** Opening Supplied text block **

Like changing the villain.

It’s one of the things screenwriter Phelps seems to relish:

She admits cheerfully that she has changed the ending of Ordeal by Innocence: “I have done a bit of a number on it because it’s one of those books where people talk a lot but nothing much happens.”

Does she worry at all about purists complaining? She snorts. “Oh purists. Anything that’s purist is deeply problematic to me – I think it’s a philosophy that’s dangerous whether applied to books or to larger considerations of policy and philosophical thought.

“I don’t give a bollocks about people saying it has to be pure. No, it doesn’t. If you want a pure adaptation, go and get someone else to do it.”

Historical revisionism of past works – whether it be comic books or great literature of the world – must stop. It is akin to cultural vandalism. If one wishes to examine issues through a particular lens, then why not create you own art to do it?

Amy Glynn from Paste Magazine sums the issue up brilliantly:

But it’s freakin’ Agatha Christie. A heavily adapted, well-known, canonical writer of popular fiction whose work you have probably seen, read, or felt the influence of if you are at all culturally literate. So, let us once again ask a couple of questions: What is up with the near-pathological urge to produce endless (endless) modernized remixes of works that have already been adapted for stage and screen (in some cases many times) when there are oceans of untapped, spankin’-new content ripe for the treatment? And is anyone concerned about the specific trend in how these old chestnuts are being adapted? Because without undue spoilers, “This version is significantly darker than the original” would be putting it mildly—and apolitically. Which leads to yet another question: What are the assumptions or motivations of the writers doggedly producing the Abnormal Psychology Alternative Literary Canon? I mean assumptions with regard to audiences. This is not rhetorical: I seriously want an answer. I realize I am much more likely to get screeners for a version of Rear Window where Jimmy Stewart is a pedophile than an answer, but still, I do want one. Because I am starting to feel rather patronized.

Please do read the entire piece because it’s brilliant.

I see a distinct difference between the BBC current crop of revisionist Christie adaptations and the truly wonderful and original takes on Pride and Prejudice which have cropped over recent times for two reasons:

1. An adaptation from one medium (a book) to another (the screen) infers that what is in the book will be, where practicable, seen on the screen. To my mind, that is why David Suchet’s Poirot series will forever be the definitive version. Sure, some small licence were taken for adaptation for the screen, but on the whole, the series was faithful to the original works.

** Closing Supplied text block **
** Opening Source information block **

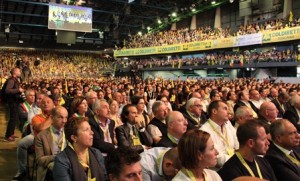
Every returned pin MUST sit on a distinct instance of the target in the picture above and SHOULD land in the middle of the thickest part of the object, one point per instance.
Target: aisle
(8, 156)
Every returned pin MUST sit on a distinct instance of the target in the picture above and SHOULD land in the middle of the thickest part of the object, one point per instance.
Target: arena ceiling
(27, 20)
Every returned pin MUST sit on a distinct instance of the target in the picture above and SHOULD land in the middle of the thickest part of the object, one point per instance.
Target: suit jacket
(292, 115)
(191, 122)
(166, 142)
(98, 139)
(280, 110)
(240, 103)
(44, 152)
(124, 138)
(62, 170)
(283, 167)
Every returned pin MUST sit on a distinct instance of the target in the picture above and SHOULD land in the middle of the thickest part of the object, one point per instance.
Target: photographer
(26, 73)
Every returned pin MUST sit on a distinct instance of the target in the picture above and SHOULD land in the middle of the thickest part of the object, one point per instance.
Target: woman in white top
(196, 153)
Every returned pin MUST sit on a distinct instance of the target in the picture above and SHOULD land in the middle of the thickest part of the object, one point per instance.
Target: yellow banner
(223, 43)
(286, 34)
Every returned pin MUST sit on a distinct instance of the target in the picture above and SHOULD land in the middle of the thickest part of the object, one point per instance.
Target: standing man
(221, 131)
(177, 126)
(50, 142)
(124, 165)
(103, 127)
(13, 92)
(193, 113)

** Closing Source information block **

- What this exercise asks:
1. Answer these from the post on Christie adaptations:
(a) Which book does Phelps admit to changing the ending of?
(b) Which publication is Amy Glynn from?
(c) Whose Poirot series does the writer call the definitive version?
2. Go on with the post on Christie adaptations, picking up after its last sentence.
The items are separate material and have nothing to do with the text on Christie adaptations.

- Expected outputs:
1.
(a) Ordeal by Innocence
(b) Paste Magazine
(c) David Suchet's

2.
2. Not one of these Pride and Prejudice literary adaptations/variations/sequels is pretending to be an actual adaptation of Jane Austen’s Pride and Prejudice.

If Phelps gave Ordeal By Innocence or the ABC Murders an original name and credited it as ‘inspired by’, or ‘based on’, then this wouldn’t be an issue.

It probably wouldn’t get made either…

Which makes this crop of Christie adaptations, a very expensive piece of taxpayer-payer funded, propagandistic, fanfiction with the unearned cachet of riding on the coattails of someone infinitely more talented.

 

*Okay, many of my romance reading friends might be a little offended at me describing sex as vulgar, but I’ll point out that I mean it in the context of cozy mysteries. In romance, sex is a logical conclusion of the character and plot development. It is exploration of the most intimate of human relationships to which the Happily Ever After is the goal. In the case of cozy mysteries, the focus is on the crime, the suspects and identifying the villain. That characters have affairs, or maybe newlyweds, or having their first kiss during the course of the story does not require a long exposition on what happens in the bedroom  – that is merely a distraction from the plot and serves no purpose.

**With the exception of Curtain. Hercule Poirot’s last case in which **spoiler alert** Poirot, aged and dying, himself executes summary judgement when the world’s greatest detective realises he cannot get enough evidence to bring the villain to trial **end spoiler**.